> **Problem requirements**
Continue the passage on porting VAX MACRO code to OpenVMS Alpha, picking up right after its final sentence.

> **Passage provided**
>>>

1.2.5 Reserved Operand Faults

On VAX systems, some VAX MACRO instructions may generate a reserved operand fault if certain operands are out of a required range. For example, on a bit manipulation instruction such as INSV, if the size operand is greater than 32, a VAX system will generate a run-time reserved operand fault.

On Alpha systems, if the operand that is out of range is a compile-time constant, the compiler will flag this condition with an error message. However, if this operand is variable at run time, the compiler makes no attempt to generate run-time range checks on it. If the operand is out of range, the resulting operation may cause incorrect results yet not create a fault.

1.3 Step-by-Step Porting Process

The following steps have proven to be an efficient means for porting VAX MACRO code to OpenVMS Alpha:

  1. Inspect each module you intend to port, from beginning to end, for coding practices that prohibit its successful porting. Such scrutiny is necessary, because it is impossible for the compiler to account for the myriad imaginative uses of VAX MACRO code that take advantage of a comprehensive knowledge of the VAX architecture. Such uses, if not detected and modified, can undermine an effort to port VAX MACRO code to OpenVMS Alpha.
  2. At each entry point in the module, add the appropriate entry-point directive (.CALL_ENTRY, .JSB_ENTRY, .JSB32_ENTRY, or .EXCEPTION_ENTRY). You do not need to change the VAX MACRO entry point .ENTRY to .CALL_ENTRY unless you want to use .CALL_ENTRY clauses. Nor do you need to add the register arguments at this time. (Guidelines for the correct placement of these directives appear in Section 2.2; a full syntactical description of each appears in Appendix B.)
  3. Invoke the compiler to compile the module. A suggested command procedure for doing this appears in Section 2.12.
    By default, the compiler flags unaligned stack and memory references, routine branches, potentially problematic instructions, and self-modifying code. If you specify /FLAG=HINTS on the command line, the compiler will provide suggestions for the input and output register arguments of the entry point directives you inserted at Step 2.
  4. Take note of the problems the compiler reports.
    For assistance in interpreting compiler messages, you can invoke the Help Message utility for an explanation and user action for each message you received. For more information about the Help Message utility, refer to DCL help or the OpenVMS System Messages: Companion Guide for Help Message Users. Also, Section 1.4 and Chapter 3 provide specific details about VAX MACRO coding practices that cannot be directly translated to Alpha code.

<<<

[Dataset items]

>>>

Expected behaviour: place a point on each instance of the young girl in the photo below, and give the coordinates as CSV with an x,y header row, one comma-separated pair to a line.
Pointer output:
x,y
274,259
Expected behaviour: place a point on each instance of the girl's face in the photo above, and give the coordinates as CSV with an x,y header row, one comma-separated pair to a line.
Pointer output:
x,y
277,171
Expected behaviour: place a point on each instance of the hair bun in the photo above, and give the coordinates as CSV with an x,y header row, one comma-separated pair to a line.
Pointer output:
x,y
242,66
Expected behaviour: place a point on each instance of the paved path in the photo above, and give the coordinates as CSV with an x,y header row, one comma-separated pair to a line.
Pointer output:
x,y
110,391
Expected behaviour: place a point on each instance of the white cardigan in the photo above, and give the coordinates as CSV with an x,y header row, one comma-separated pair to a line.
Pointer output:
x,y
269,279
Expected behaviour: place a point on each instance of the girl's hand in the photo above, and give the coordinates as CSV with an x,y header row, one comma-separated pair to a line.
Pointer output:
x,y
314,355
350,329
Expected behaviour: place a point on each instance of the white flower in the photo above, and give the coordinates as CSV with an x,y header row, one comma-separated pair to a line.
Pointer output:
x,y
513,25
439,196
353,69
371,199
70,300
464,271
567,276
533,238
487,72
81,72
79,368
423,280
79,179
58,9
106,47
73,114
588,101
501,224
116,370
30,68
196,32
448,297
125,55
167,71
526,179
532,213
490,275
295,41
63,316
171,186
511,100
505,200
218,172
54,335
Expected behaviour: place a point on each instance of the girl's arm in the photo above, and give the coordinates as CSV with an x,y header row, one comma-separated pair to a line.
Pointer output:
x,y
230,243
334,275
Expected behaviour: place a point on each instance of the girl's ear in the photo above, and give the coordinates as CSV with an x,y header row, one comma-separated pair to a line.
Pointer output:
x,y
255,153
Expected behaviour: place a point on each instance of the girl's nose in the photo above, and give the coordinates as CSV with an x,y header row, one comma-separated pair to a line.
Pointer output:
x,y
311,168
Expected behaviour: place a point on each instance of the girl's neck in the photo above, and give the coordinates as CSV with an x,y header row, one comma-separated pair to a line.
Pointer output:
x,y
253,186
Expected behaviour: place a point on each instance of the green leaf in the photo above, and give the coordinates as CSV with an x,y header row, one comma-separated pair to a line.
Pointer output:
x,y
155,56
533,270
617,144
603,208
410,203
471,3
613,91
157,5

<<<

> **Result**
    Remember that resolution of the problems detected on this pass may allow the compiler to discover additional problems on a subsequent pass.
  5. Edit the VAX MACRO source. Fix the problems indicated by the compiler and look for others the compiler may have missed.
    However, do not change code just to avoid compiler informational diagnostic messages. Most of the information-level messages are there to point out code which will result in less optimal performance on an Alpha processor but which will compile correctly. If you have examined the offending instructions in the source code and are convinced that all is well, leave the code alone. Remember that you can use the command line qualifiers /FLAG and /WARN to control diagnostic message generation. Also, the .ENABLE and .DISABLE directives can turn off information level messages for segments of code within a module.
  6. Add input, output, preserve, and scratch arguments---as appropriate---to the entry point directives you provided in Step 2 and supply a list of pertinent registers for each specified argument. Section 2.5 can help you determine which registers to list.
  7. Repeat Steps 3 through 6 until the compiler generates informational messages only for VAX MACRO source code that you know---and have verified---produces correct OpenVMS Alpha object code.
  8. If your module is common to both VAX and Alpha systems (a coding convention discussed in Section 1.6), your porting effort is not complete until the module is acceptable to the VAX MACRO assembler as well as the compiler.

Once you have some experience in porting VAX MACRO modules, it will be easier to recognize certain problems while inspecting the source and to fix them before your initial invocation of the compiler.